What is needed:
Count the lines below that contain the string "captain". Reply with that number only.
======== Data in this exercise
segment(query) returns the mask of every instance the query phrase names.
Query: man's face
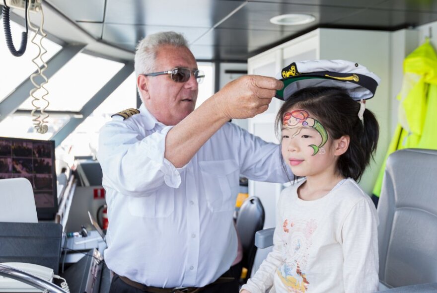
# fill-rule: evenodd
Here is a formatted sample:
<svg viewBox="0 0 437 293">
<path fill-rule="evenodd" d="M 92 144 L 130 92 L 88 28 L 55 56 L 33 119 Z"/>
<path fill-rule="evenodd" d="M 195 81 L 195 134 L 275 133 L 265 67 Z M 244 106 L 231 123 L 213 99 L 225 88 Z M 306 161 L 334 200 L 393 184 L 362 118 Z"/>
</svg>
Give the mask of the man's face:
<svg viewBox="0 0 437 293">
<path fill-rule="evenodd" d="M 197 69 L 196 60 L 190 50 L 168 45 L 159 47 L 153 72 L 170 71 L 176 67 Z M 199 86 L 192 73 L 185 82 L 173 81 L 169 74 L 140 75 L 137 83 L 147 110 L 166 125 L 177 124 L 194 110 Z"/>
</svg>

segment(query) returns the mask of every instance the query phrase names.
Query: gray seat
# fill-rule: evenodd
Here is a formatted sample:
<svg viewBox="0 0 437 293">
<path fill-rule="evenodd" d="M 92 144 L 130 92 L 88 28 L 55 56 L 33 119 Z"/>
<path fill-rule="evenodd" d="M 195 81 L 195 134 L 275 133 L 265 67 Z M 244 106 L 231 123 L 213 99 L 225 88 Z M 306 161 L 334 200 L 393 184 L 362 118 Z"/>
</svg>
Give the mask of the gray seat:
<svg viewBox="0 0 437 293">
<path fill-rule="evenodd" d="M 437 150 L 388 157 L 377 213 L 381 285 L 390 293 L 437 292 Z M 257 246 L 273 245 L 274 231 L 257 232 Z"/>
<path fill-rule="evenodd" d="M 256 253 L 255 233 L 264 225 L 264 209 L 260 199 L 255 196 L 246 199 L 238 213 L 236 228 L 243 246 L 243 267 L 247 269 L 247 274 L 243 283 L 250 277 L 252 267 Z"/>
<path fill-rule="evenodd" d="M 437 150 L 389 156 L 377 212 L 381 283 L 437 282 Z"/>
</svg>

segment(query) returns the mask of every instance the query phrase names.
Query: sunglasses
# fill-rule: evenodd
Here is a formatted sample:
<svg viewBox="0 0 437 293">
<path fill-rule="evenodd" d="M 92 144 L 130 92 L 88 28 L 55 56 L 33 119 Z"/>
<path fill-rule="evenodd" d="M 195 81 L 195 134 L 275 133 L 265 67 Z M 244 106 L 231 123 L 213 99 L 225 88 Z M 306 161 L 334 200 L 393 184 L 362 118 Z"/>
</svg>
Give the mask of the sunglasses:
<svg viewBox="0 0 437 293">
<path fill-rule="evenodd" d="M 191 70 L 184 67 L 176 67 L 168 71 L 161 71 L 143 74 L 146 76 L 156 76 L 162 74 L 170 74 L 170 77 L 176 82 L 186 82 L 191 76 L 191 73 L 194 74 L 198 83 L 201 83 L 205 77 L 205 73 L 201 70 Z"/>
</svg>

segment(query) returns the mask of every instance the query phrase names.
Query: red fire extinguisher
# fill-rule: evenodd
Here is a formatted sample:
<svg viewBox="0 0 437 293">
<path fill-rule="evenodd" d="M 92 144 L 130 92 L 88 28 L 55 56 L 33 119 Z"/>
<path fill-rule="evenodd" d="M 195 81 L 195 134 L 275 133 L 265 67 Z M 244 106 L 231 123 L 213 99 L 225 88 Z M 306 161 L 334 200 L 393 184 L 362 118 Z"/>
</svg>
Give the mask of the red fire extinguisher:
<svg viewBox="0 0 437 293">
<path fill-rule="evenodd" d="M 108 206 L 103 205 L 97 210 L 97 221 L 103 230 L 108 229 L 109 222 L 108 220 Z"/>
<path fill-rule="evenodd" d="M 109 221 L 108 220 L 108 206 L 106 205 L 105 205 L 102 211 L 102 228 L 106 230 L 109 225 Z"/>
</svg>

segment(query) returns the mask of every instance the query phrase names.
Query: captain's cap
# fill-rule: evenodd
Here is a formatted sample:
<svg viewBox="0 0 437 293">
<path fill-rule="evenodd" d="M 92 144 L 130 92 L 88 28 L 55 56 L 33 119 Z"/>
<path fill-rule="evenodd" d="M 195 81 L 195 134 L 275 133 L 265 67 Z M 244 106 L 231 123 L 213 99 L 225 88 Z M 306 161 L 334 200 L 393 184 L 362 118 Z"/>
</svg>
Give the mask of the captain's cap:
<svg viewBox="0 0 437 293">
<path fill-rule="evenodd" d="M 286 100 L 300 89 L 312 86 L 344 88 L 354 100 L 369 99 L 381 79 L 358 63 L 345 60 L 296 61 L 284 68 L 276 78 L 284 82 L 275 96 Z"/>
</svg>

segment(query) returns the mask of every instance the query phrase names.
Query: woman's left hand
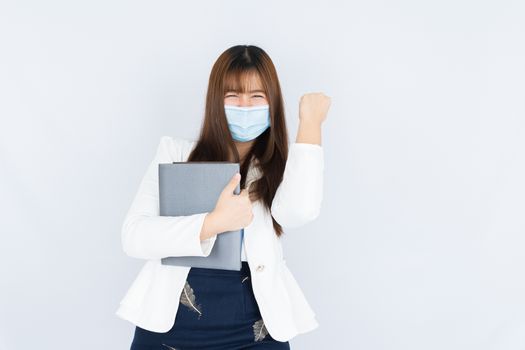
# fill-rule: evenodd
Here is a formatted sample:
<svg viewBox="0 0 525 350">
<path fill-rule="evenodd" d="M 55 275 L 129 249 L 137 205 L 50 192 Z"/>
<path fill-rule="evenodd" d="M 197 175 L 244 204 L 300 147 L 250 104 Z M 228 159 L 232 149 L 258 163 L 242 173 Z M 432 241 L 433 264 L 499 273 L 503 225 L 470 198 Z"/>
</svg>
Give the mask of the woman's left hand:
<svg viewBox="0 0 525 350">
<path fill-rule="evenodd" d="M 301 96 L 299 119 L 301 122 L 322 124 L 330 108 L 331 99 L 322 92 L 311 92 Z"/>
</svg>

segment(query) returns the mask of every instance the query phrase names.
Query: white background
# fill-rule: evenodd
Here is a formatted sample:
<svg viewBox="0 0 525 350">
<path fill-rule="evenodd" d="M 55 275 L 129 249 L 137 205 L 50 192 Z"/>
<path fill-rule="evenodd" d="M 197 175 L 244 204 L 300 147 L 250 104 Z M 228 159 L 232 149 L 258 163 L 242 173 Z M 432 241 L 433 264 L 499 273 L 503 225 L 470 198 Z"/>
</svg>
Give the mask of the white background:
<svg viewBox="0 0 525 350">
<path fill-rule="evenodd" d="M 0 349 L 127 349 L 124 215 L 195 138 L 221 52 L 263 48 L 290 141 L 332 97 L 319 218 L 283 238 L 293 349 L 525 348 L 522 1 L 2 1 Z M 328 345 L 330 344 L 330 345 Z"/>
</svg>

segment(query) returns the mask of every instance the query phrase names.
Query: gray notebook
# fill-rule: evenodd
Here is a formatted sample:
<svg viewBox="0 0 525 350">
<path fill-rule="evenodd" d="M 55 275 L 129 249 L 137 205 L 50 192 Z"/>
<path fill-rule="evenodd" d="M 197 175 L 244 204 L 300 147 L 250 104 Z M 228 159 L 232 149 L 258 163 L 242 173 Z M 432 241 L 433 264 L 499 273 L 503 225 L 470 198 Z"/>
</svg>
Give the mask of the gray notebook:
<svg viewBox="0 0 525 350">
<path fill-rule="evenodd" d="M 211 212 L 224 187 L 239 171 L 239 163 L 226 161 L 160 163 L 160 215 Z M 239 185 L 233 193 L 240 193 Z M 239 271 L 243 233 L 244 229 L 218 234 L 208 256 L 166 257 L 161 259 L 161 263 Z"/>
</svg>

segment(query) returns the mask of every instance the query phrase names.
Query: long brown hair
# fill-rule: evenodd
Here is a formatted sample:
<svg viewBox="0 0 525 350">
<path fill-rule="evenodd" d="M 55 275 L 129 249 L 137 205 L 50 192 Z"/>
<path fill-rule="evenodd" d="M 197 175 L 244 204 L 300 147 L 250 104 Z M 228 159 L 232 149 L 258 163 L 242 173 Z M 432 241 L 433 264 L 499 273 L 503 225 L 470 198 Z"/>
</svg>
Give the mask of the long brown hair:
<svg viewBox="0 0 525 350">
<path fill-rule="evenodd" d="M 234 161 L 240 163 L 226 114 L 224 96 L 227 91 L 249 91 L 245 79 L 257 74 L 270 106 L 270 127 L 259 135 L 240 164 L 241 189 L 245 188 L 250 161 L 254 157 L 262 176 L 250 186 L 250 196 L 261 200 L 270 213 L 275 192 L 282 181 L 288 155 L 288 132 L 284 102 L 275 66 L 268 54 L 253 45 L 237 45 L 224 51 L 215 61 L 208 82 L 206 108 L 199 139 L 188 161 Z M 234 159 L 229 155 L 233 154 Z M 272 217 L 275 234 L 283 233 Z"/>
</svg>

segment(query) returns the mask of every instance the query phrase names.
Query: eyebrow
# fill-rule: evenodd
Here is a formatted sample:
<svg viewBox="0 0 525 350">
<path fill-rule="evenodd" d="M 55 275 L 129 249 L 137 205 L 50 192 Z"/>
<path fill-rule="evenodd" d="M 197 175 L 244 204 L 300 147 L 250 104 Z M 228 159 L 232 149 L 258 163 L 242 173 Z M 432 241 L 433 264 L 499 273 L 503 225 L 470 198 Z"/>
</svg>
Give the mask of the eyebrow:
<svg viewBox="0 0 525 350">
<path fill-rule="evenodd" d="M 229 91 L 226 91 L 226 92 L 238 92 L 238 91 L 229 90 Z M 264 94 L 264 90 L 250 90 L 248 92 L 251 93 L 251 94 L 256 93 L 256 92 L 262 92 Z"/>
</svg>

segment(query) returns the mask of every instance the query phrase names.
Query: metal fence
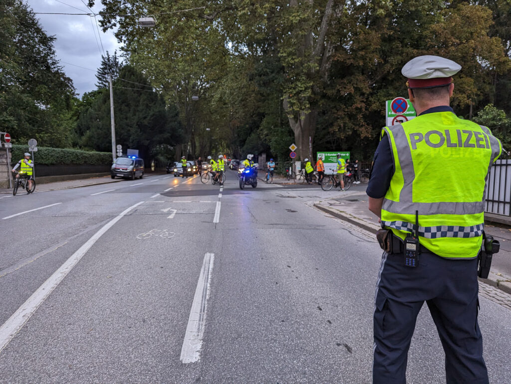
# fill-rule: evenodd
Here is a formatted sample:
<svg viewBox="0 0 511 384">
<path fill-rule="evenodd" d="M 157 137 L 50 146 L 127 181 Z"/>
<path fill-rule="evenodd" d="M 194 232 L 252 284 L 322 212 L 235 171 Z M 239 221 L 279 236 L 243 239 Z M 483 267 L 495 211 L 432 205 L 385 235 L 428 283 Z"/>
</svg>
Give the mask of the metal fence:
<svg viewBox="0 0 511 384">
<path fill-rule="evenodd" d="M 511 216 L 511 160 L 495 162 L 490 170 L 487 189 L 484 212 Z"/>
</svg>

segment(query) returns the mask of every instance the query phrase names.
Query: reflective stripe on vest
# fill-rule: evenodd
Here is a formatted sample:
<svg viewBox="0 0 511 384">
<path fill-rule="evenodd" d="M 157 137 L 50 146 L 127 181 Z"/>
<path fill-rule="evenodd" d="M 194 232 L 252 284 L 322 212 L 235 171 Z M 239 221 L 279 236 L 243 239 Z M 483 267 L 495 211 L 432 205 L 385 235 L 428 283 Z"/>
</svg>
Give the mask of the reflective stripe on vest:
<svg viewBox="0 0 511 384">
<path fill-rule="evenodd" d="M 337 159 L 337 173 L 344 173 L 346 172 L 346 162 L 344 159 Z"/>
<path fill-rule="evenodd" d="M 32 160 L 29 160 L 28 162 L 29 164 L 32 164 Z M 21 163 L 19 165 L 19 170 L 24 173 L 26 173 L 29 176 L 31 176 L 32 174 L 32 167 L 28 164 L 26 164 L 23 160 L 21 160 Z"/>
<path fill-rule="evenodd" d="M 312 165 L 311 165 L 311 162 L 308 161 L 305 163 L 305 171 L 308 173 L 310 173 L 311 172 L 314 171 L 314 169 L 312 168 Z"/>
<path fill-rule="evenodd" d="M 395 172 L 382 206 L 382 226 L 404 239 L 419 212 L 420 241 L 446 258 L 477 255 L 486 182 L 501 151 L 486 127 L 451 112 L 384 127 Z"/>
</svg>

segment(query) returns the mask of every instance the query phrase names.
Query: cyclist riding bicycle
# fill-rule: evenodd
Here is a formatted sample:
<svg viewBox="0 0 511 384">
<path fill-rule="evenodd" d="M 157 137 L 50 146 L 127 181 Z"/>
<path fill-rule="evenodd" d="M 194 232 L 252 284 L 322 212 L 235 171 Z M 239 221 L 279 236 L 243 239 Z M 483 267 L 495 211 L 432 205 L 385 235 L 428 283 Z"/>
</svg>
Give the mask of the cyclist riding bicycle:
<svg viewBox="0 0 511 384">
<path fill-rule="evenodd" d="M 217 163 L 217 174 L 215 175 L 215 181 L 218 180 L 218 177 L 220 176 L 222 173 L 225 170 L 225 163 L 224 163 L 223 156 L 221 155 L 218 156 L 218 162 Z M 223 185 L 222 179 L 220 179 L 220 185 Z"/>
<path fill-rule="evenodd" d="M 267 167 L 268 169 L 266 170 L 266 180 L 268 180 L 270 177 L 271 177 L 272 180 L 273 180 L 273 171 L 275 170 L 275 162 L 273 161 L 273 159 L 270 159 L 270 161 L 268 162 Z"/>
<path fill-rule="evenodd" d="M 16 175 L 16 178 L 17 178 L 20 175 L 22 177 L 26 177 L 28 179 L 28 190 L 31 191 L 32 186 L 32 181 L 34 179 L 33 171 L 32 170 L 32 169 L 34 168 L 34 163 L 30 160 L 30 153 L 28 152 L 26 152 L 24 156 L 25 158 L 18 161 L 16 165 L 14 166 L 14 167 L 12 168 L 12 172 L 14 172 L 18 167 L 20 167 L 19 173 Z M 30 193 L 30 192 L 29 192 L 29 193 Z"/>
</svg>

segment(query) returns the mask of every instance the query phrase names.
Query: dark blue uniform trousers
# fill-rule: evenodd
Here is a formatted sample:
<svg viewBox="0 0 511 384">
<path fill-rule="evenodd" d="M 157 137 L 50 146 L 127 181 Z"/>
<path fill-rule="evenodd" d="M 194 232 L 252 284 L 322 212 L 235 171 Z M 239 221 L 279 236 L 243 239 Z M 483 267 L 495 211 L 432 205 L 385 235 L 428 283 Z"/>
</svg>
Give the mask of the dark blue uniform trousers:
<svg viewBox="0 0 511 384">
<path fill-rule="evenodd" d="M 375 383 L 404 383 L 417 315 L 426 301 L 445 352 L 448 383 L 487 383 L 477 323 L 477 260 L 422 253 L 419 266 L 384 252 L 375 296 Z M 425 356 L 428 358 L 429 356 Z"/>
</svg>

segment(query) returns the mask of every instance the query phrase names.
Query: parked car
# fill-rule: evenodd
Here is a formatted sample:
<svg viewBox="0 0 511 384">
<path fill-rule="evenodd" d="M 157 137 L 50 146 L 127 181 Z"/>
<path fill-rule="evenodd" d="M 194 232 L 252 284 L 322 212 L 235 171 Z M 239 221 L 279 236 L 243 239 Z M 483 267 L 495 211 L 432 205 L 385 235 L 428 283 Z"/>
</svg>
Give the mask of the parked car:
<svg viewBox="0 0 511 384">
<path fill-rule="evenodd" d="M 136 156 L 120 156 L 115 159 L 110 169 L 110 176 L 126 177 L 134 180 L 144 177 L 144 160 Z"/>
<path fill-rule="evenodd" d="M 240 162 L 239 160 L 233 159 L 230 161 L 230 163 L 229 163 L 229 168 L 231 169 L 238 169 L 240 167 Z"/>
</svg>

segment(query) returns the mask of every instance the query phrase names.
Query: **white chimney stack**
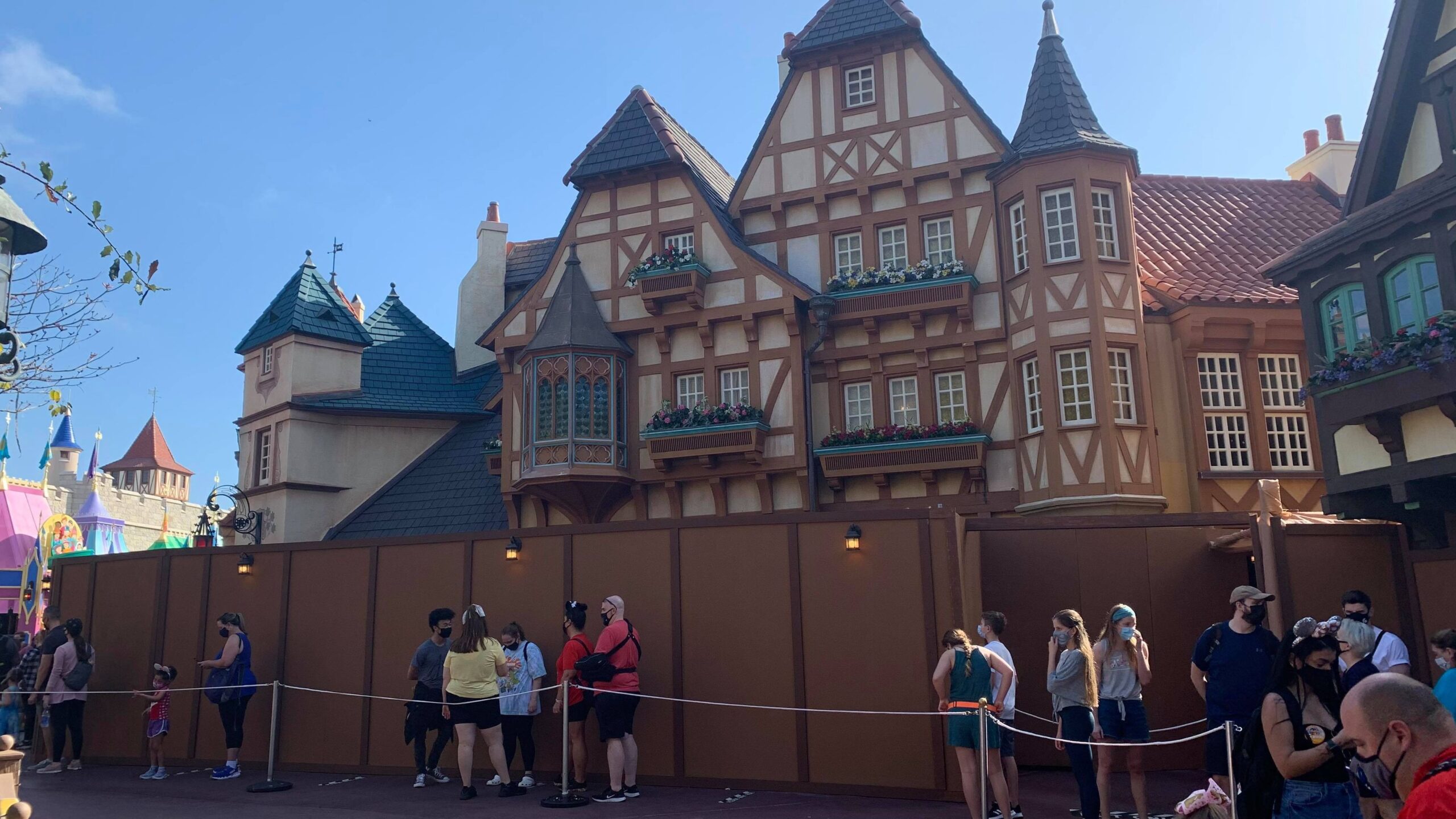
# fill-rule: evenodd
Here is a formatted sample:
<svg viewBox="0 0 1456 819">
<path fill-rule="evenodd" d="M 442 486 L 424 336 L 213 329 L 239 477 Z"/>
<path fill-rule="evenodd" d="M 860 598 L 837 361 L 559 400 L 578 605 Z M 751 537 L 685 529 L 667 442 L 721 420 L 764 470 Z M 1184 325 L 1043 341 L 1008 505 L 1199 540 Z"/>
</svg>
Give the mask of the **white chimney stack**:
================
Exercise answer:
2